> **GIVEN PASSAGE**
:::
English · Español
Lab 03 — Generate REPORT.md and compare two checkpoints side-by-side¶
Goal: produce a human-readable Markdown report for one checkpoint, then build a comparator that diffs two reports and highlights significant changes. End with a one-paragraph written interpretation per checkpoint.
Estimated time: 90-120 minutes.
Prereq: Labs 00-02 done;
results.json,per_slice.csv,reliability.png,adversarial_by_category.pngexist underexperiments/20-eval-report/<checkpoint_name>/for both the Phase-18 final checkpoint and the Phase-19 best-val checkpoint.
What you produce¶
A new module:
src/eval/report.py— renderresults.json→REPORT.md.src/eval/compare.py— diff tworesults.jsonfiles; renderCOMPARE.md.tests/eval/test_report.py— golden-file tests on a fixture results.json.
Output artifacts:
experiments/20-eval-report/<checkpoint_name>/REPORT.md(one per checkpoint).experiments/20-eval-report/COMPARE.md(one comparing the two).learners/borja/phase-20/reflections.md(Borja's written interpretation).
The REPORT.md template¶
Sections, in order:
# Eval Report — <checkpoint_name>
**Checkpoint hash:** <sha256>
**Training step:** <step>
**Parent manifest:** <hash>
**Probe set version:** <hash>
**Eval date:** <iso8601>
**Seed:** <int>
## 1. Headline
| Metric | Value | 95% CI |
|---|---|---|
| PPL (test, overall) | 7.42 | — |
| PPL (test, EN) | 6.81 | — |
| PPL (test, ES) | 8.93 | — |
| Aggregate accuracy | 0.78 | [0.66, 0.87] |
| ECE | 0.092 | — |
| Brier | 0.171 | — |
| Adversarial accuracy | 0.55 | [0.32, 0.76] |
## 2. Per-slice accuracy
### By language
<table>
### By regularity
<table>
### By tense
<table>
### By person
<table>
### By verb (counts only — small N per cell)
:::
> **AVAILABLE DATA**
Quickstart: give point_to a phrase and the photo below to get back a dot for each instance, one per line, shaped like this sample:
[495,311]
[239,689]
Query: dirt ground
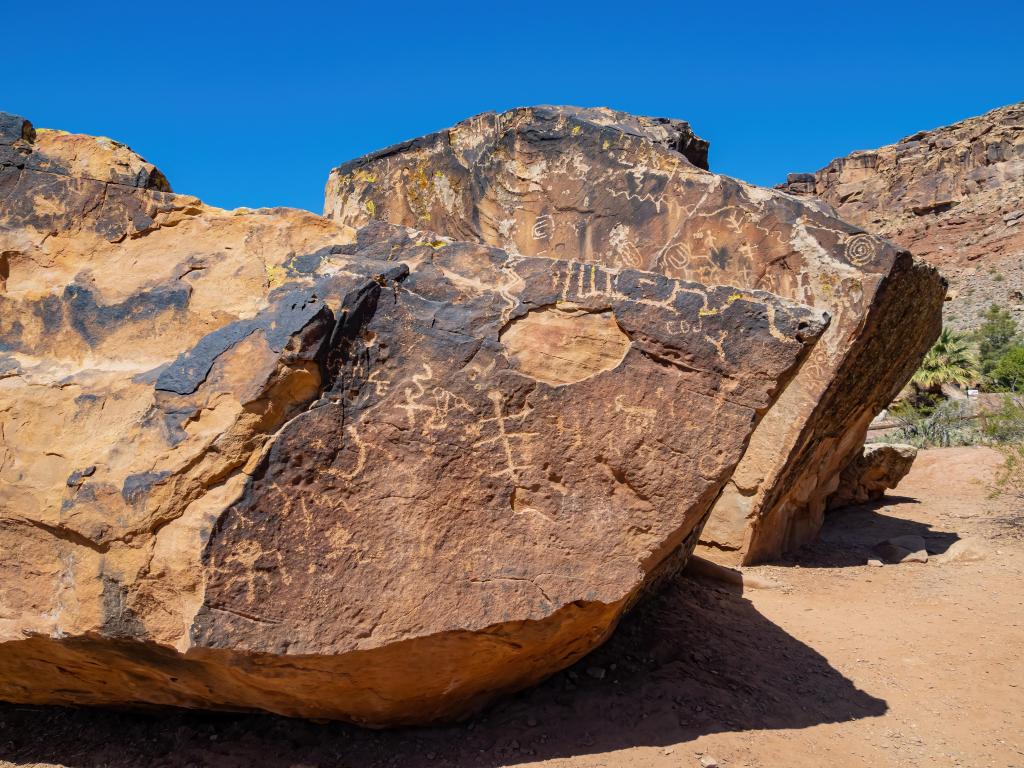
:::
> **WRITTEN TASKS**
1 – In the Lab 03 page, which metrics appear in the Headline table of the REPORT.md template?
2 – Write the next part of the Lab 03 page, picking up right after its last heading.

> **ANSWERS TO EACH TASK**
1 –
PPL (test, overall)
PPL (test, EN)
PPL (test, ES)
Aggregate accuracy
ECE
Brier
Adversarial accuracy

2 –
<table>
## 3. Reliability diagram

## 4. Adversarial slice
| Category | n | Accuracy | 95% CI |
|---|---|---|---|
| Over-regularization | 5 | 0.40 | [0.12, 0.77] |
| Wrong-person agreement | 4 | 0.75 | [0.30, 0.95] |
| ...

## 5. Confusion matrix
| | pred CORRECT | pred INCORRECT | pred AMBIGUOUS |
|---|---|---|---|
| true CORRECT | 28 | 4 | 2 |
| true INCORRECT | 6 | 18 | 0 |
| true AMBIGUOUS | 1 | 0 | 1 |
## 6. Generation sub-eval (pass@k)
| Prompt cell | pass@1 | pass@10 |
|---|---|---|
## 7. Interpretation
<one paragraph; Borja writes>
## 8. Caveats
- Probe set N=60 → per-cell counts are small → wide CIs.
- ES tokenizer was Phase-11 EN-biased; expect inflated ES PPL.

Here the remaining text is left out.